→ **待审阅文章**
- - - - -

Jeff Dean-程序员百科全书- 科技百科 -互联网博物馆，你我的知识加油站

Jeff Dean，Google的软件架构天才。Google大型并发编程框架Map/Reduce作者。

Jeff Dean

在Google，公司最顶尖的编程高手Jeff Dean曾发明过一种先进的方法，该方法可以让一个程序员在几分钟内完成以前需要一个团队做几个月的项目。他还发明了一种神奇的计算机语言，可以让程序员同时在上万台机器上用最短的时间完成极为复杂的计算任务。

Jeff Dean于1999年加入Google，目前是Google系统架构小组的成员。他在Google主要负责开发Google的网页抓取、索引、查询服务以及广告系统等，他对搜索质量实现了多次改进，并实现了Google分布式计算架构的多个部分。

在加入Google之前，他工作于DEC/Compaq的Western实验室，主要从事软件分析工具、微处理器架构以及信息检索等方面的研究。他于1996年在华盛顿大学获得了博士学位，与Craig Chambers一起从事面向对象语言的编译器优化技术方面的研究。在毕业之前，他还在世界卫生组织的艾滋病全球规划署工作过。

[显示部分][显示全部]

个人自述编辑本段 回目录

Jeffrey Dean

Jeff Dean

Google Fellow

I joined Google in mid-1999, and I'm currently a Google Fellow in the Systems Infrastructure Group. My areas of interest include large-scale distributed systems, performance monitoring, compression techniques, information retrieval, application of machine learning to search and other related problems, microprocessor architecture, compiler optimizations, and development of new products that organize existing information in new and interesting ways. While at Google, I've worked on the following projects:

The design and implementation of the initial version of Google's advertising serving system.

- - - - -

→ **你的任务**
1 - 请根据这篇介绍 Jeff Dean 的文章回答下列问题：
(a) Jeff Dean 是哪一年加入 Google 的？
(b) 他在哪一年、从哪所大学获得博士学位？
(c) 加入 Google 之前，他在哪个实验室工作？
2 - 请从这篇介绍 Jeff Dean 的文章的最后一句之后续写下去。

[某一集合中的数据行]
- - - - -

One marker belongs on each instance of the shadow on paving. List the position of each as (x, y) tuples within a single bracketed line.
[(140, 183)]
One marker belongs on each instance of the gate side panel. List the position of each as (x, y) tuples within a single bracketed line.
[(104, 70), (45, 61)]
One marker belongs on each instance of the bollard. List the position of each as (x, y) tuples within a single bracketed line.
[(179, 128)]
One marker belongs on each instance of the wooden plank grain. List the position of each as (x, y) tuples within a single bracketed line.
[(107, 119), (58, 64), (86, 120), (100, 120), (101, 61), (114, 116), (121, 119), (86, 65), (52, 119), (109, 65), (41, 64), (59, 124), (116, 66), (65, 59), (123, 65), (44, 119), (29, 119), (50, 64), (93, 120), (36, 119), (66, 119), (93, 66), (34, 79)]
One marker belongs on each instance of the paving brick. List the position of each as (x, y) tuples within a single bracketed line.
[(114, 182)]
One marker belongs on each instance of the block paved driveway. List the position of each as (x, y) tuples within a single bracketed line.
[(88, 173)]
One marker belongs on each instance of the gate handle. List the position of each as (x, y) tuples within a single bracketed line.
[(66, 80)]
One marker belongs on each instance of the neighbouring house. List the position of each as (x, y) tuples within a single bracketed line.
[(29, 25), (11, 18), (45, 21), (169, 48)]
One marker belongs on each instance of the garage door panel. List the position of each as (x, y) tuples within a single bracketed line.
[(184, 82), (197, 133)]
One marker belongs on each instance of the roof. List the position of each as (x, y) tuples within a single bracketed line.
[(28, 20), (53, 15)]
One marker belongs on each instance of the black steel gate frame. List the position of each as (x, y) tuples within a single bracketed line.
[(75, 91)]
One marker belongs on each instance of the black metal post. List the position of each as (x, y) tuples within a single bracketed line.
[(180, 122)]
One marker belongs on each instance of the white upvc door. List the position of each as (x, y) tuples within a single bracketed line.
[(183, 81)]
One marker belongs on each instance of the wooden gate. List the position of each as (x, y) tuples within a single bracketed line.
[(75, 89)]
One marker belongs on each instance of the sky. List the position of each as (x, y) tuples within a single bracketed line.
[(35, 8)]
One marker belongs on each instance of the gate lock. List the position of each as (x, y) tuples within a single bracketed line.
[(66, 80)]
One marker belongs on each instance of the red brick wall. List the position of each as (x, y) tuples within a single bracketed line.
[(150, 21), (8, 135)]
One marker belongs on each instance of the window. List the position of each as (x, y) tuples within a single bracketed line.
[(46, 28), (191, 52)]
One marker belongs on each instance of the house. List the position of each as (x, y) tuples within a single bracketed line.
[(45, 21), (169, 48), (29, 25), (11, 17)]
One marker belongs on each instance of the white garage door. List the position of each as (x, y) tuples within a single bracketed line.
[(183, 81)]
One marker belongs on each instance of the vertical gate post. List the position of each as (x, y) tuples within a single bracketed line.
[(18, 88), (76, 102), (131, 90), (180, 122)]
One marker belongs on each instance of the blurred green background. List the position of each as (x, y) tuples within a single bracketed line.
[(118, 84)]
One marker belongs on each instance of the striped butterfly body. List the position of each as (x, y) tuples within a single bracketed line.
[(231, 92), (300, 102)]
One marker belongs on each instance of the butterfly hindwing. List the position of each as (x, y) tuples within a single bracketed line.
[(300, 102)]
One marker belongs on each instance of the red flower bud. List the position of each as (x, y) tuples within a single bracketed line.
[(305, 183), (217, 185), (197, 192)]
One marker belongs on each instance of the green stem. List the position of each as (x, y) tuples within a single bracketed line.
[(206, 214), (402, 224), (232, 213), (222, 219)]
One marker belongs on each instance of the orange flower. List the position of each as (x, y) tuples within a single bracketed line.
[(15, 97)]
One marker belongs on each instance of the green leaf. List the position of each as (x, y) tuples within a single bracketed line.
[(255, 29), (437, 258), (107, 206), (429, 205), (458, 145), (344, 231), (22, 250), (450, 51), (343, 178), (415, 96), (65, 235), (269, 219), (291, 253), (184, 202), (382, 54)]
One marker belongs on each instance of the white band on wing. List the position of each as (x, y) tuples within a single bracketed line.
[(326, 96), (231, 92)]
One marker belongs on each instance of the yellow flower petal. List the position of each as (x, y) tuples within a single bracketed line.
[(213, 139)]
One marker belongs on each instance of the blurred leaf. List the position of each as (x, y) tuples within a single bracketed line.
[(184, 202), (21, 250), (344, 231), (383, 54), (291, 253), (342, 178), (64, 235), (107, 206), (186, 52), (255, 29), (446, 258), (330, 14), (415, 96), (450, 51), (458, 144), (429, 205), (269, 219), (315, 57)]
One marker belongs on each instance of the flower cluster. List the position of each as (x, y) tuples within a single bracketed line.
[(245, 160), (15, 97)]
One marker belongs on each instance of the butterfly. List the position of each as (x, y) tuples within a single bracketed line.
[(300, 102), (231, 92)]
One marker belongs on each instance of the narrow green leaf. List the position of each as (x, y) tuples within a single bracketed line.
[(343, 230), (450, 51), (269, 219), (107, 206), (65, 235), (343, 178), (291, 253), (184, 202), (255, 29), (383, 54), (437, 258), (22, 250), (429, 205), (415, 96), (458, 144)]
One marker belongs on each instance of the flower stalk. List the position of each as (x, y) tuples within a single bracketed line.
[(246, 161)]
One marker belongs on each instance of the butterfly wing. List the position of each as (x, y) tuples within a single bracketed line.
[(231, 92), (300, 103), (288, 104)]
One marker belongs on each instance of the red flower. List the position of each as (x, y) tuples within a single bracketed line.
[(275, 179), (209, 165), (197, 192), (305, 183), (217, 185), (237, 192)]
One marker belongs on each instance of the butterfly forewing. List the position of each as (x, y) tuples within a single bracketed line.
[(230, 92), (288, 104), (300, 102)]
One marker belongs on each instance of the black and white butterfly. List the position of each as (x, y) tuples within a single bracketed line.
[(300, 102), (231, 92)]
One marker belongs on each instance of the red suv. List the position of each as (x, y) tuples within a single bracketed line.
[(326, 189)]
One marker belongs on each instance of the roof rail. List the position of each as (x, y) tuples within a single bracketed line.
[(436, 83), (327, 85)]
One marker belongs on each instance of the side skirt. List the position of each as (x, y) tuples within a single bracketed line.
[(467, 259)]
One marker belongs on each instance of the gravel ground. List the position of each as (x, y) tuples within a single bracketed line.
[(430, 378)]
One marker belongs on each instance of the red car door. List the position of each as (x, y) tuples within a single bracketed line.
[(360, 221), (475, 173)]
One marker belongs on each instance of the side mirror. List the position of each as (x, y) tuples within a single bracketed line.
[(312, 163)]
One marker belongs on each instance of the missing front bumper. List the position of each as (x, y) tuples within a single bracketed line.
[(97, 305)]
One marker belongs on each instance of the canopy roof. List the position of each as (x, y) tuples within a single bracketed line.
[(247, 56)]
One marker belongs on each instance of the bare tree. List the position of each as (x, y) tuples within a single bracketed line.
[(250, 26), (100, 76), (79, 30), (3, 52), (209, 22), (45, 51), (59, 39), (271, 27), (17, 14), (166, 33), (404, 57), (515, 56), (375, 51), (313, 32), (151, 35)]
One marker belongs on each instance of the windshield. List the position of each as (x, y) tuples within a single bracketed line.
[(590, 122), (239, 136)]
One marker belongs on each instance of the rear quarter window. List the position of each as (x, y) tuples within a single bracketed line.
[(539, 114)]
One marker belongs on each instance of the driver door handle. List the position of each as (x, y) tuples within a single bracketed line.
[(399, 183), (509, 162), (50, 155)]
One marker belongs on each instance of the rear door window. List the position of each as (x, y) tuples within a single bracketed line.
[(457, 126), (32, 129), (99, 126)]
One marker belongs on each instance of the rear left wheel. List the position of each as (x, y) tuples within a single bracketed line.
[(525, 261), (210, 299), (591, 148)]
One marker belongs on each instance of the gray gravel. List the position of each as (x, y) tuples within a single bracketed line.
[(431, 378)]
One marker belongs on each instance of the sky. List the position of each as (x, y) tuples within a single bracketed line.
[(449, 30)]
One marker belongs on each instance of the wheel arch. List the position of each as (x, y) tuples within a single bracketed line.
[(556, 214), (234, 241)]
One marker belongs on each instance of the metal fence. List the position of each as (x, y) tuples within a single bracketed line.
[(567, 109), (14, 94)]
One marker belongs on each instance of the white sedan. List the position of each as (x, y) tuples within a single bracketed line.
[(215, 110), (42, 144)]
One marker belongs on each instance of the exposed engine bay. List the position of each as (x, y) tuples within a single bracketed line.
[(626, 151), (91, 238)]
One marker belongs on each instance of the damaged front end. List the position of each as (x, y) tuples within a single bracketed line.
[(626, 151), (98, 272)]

- - - - -

→ **书面答案**
1 -
(a) 1999年。
(b) 1996年，华盛顿大学。
(c) DEC/Compaq 的 Western 实验室。

2 -
The design and implementation of five generations of our crawling, indexing, and query serving systems, covering two and three orders of magnitude growth in number of documents searched, number of queries handled per second, and frequency of updates to the system. I recently gave a talk at WSDM'09 about some of the issues involved in building large-scale retrieval systems (slides).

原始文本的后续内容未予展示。